* Work required:
Copy out the data below, all of it, exactly.

(Saved entries)
*****

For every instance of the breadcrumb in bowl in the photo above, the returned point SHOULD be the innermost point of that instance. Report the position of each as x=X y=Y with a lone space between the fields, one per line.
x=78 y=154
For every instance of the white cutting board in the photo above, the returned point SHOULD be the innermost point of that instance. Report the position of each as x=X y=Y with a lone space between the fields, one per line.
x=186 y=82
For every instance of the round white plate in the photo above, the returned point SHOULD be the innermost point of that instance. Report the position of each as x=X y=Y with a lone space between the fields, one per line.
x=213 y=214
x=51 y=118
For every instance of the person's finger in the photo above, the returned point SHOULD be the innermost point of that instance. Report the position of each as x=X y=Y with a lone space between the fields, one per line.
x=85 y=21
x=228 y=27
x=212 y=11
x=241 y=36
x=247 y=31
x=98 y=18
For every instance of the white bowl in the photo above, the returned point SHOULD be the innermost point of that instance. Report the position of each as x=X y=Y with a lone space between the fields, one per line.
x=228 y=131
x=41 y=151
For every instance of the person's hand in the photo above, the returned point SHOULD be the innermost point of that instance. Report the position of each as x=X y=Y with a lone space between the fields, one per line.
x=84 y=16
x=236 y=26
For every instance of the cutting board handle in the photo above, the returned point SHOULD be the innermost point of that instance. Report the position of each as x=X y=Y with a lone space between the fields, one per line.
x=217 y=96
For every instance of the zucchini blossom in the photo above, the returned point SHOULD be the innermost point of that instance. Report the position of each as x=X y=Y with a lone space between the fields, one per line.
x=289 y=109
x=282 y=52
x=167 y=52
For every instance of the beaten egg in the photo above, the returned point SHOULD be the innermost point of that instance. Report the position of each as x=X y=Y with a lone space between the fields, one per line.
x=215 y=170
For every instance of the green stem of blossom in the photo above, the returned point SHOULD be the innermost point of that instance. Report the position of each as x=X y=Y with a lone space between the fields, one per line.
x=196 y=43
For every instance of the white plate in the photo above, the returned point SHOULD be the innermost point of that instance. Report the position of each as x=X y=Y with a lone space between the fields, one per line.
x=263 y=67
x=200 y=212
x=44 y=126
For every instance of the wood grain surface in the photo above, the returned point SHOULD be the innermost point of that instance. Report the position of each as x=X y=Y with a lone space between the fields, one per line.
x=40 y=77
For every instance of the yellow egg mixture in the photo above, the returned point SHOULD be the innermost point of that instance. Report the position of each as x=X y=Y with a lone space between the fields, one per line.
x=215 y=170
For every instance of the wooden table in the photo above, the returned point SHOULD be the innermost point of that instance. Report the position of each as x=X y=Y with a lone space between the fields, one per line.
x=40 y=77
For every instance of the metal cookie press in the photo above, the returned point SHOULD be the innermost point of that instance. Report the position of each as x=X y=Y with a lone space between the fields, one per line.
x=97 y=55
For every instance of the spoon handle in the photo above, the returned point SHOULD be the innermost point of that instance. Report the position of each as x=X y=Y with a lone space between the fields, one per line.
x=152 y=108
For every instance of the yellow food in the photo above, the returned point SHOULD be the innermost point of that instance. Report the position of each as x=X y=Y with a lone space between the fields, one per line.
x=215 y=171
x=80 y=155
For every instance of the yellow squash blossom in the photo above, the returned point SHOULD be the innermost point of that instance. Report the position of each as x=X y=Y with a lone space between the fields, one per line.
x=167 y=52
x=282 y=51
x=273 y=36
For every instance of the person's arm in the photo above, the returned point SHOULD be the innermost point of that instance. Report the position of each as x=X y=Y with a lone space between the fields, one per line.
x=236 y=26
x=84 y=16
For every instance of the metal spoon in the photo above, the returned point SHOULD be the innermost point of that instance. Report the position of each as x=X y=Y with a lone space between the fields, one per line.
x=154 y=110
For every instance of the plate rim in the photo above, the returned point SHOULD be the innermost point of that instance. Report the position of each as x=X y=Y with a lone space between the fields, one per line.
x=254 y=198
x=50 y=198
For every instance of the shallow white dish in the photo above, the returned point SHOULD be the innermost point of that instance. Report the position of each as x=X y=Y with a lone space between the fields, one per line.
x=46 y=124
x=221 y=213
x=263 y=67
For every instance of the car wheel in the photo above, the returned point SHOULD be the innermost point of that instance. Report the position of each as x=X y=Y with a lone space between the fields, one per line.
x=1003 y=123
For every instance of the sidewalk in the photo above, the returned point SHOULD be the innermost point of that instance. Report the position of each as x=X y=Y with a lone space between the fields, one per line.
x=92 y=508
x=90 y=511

*****

* Your solution:
For every instance of the breadcrumb in bowl in the photo above, the returned point SHOULD be the innermost point of that instance. Report the position of each as x=X y=Y with a lone space between the fields, one per line.
x=78 y=154
For every instance of the white cutting board in the photo above, the returned point SHOULD be the innermost point of that instance. Report the position of each as x=X y=Y with a lone space between the fields, one per line.
x=186 y=82
For every instance of the round white plate in the photo above, the returned point SHOULD be the innermost point of that instance. Report the position of each as x=X y=Y with a lone space between the fields, one per line.
x=213 y=214
x=51 y=118
For every instance of the person's finger in the photo above, the returned point SHOULD be the innermost point of that instance. Report the position of each as x=X y=Y with a lone space between the fields, one per line.
x=85 y=21
x=228 y=27
x=212 y=11
x=241 y=36
x=247 y=31
x=98 y=18
For every instance of the white bowl in the photo above, the returned point SHOULD be the innermost point of that instance. Report the position of each as x=X y=Y with a lone space between the fields, one per line.
x=228 y=131
x=41 y=151
For every instance of the person's hand in the photo above, the returned point SHOULD be the innermost point of that instance. Report the position of each as x=X y=Y with a lone space between the fields, one per line.
x=84 y=16
x=236 y=26
For every instance of the cutting board handle in the photo above, the returned point SHOULD be the innermost point of that instance. Report the position of each as x=X y=Y with a lone space between the fields, one per line.
x=217 y=96
For every instance of the zucchini blossom in the photo above, the returned point SHOULD be the innermost point of that instance. Report the position of each as x=X y=Y with a lone space between the fields, one per line.
x=289 y=109
x=282 y=52
x=167 y=52
For every instance of the beaten egg in the photo above, the returned point SHOULD be the innermost point of that instance. Report the position of each as x=X y=Y with a lone space between the fields, one per line.
x=215 y=170
For every instance of the green stem of blossom in the photo above, the returned point SHOULD be the innermost point of that instance. Report the position of each as x=X y=Y with a lone space between the fields, one per line.
x=196 y=43
For every instance of the white plate in the photo above, the returned point SHOULD be the innermost point of that instance. Report the position of each as x=X y=Y with a lone space between the fields, one per line.
x=263 y=67
x=200 y=212
x=44 y=126
For every instance of the wood grain surface in the photo above, the returned point SHOULD be the innermost point of that instance. Report the position of each as x=X y=Y with a lone space between the fields, one per line.
x=40 y=77
For every instance of the yellow egg mixture in the photo above, the returned point SHOULD be the innermost point of that instance. Report the position of each as x=X y=Y with a lone space between the fields, one per line.
x=215 y=170
For every instance of the wooden table in the photo above, the returned point SHOULD be the innermost point of that instance. Report the position of each as x=X y=Y with a lone space between the fields, one per line.
x=40 y=77
For every instance of the metal cookie press in the photo above, the returned point SHOULD be the innermost point of that instance. Report the position of each as x=X y=Y with a lone space between the fields, one per line.
x=97 y=55
For every instance of the spoon handle in the photo above, the returned point SHOULD be the innermost point of that instance. Report the position of each as x=X y=Y with a lone space between the fields, one per line.
x=152 y=108
For every instance of the yellow food in the photo above, the returned point SHOULD be the innermost point of that instance. Report the position of each as x=X y=Y with a lone space between the fields, one per line.
x=215 y=171
x=80 y=155
For every instance of the yellow squash blossom in the photo above, the returned point SHOULD be the innermost point of that instance. Report the position of each as x=X y=Y with a lone space between the fields, one per line.
x=167 y=52
x=282 y=51
x=273 y=36
For every instance of the person's arm in the photo above, the returned point SHOULD be the innermost point of that instance. Report the position of each as x=X y=Y with a lone space between the fields, one per line.
x=236 y=26
x=84 y=16
For every instance of the metal spoon in the photo above, the returned point SHOULD be the innermost point of that instance. Report the position of each as x=X y=Y with a lone space between the fields, one per line.
x=154 y=110
For every instance of the plate rim in the photo above, the returned point SHOULD be the innermost point of that instance. Report the position of each as x=X y=Y with a lone space between the fields, one per line.
x=254 y=198
x=50 y=198
For every instance of the shallow white dish in the photo above, the returned point SHOULD be the innermost point of that instance. Report the position of each as x=X y=Y with a lone space between the fields, one per line.
x=46 y=124
x=221 y=213
x=263 y=67
For every instance of the car wheel in the photo above, the returned point SHOULD be the innermost point of that instance. Report the position of each as x=X y=Y with a lone space between the fields, one per line.
x=1003 y=123
For every instance of the sidewalk in the photo above, the returned point SHOULD be the innermost point of that instance. Report the position of each as x=X y=Y with a lone space between the fields, one per line.
x=92 y=508
x=90 y=511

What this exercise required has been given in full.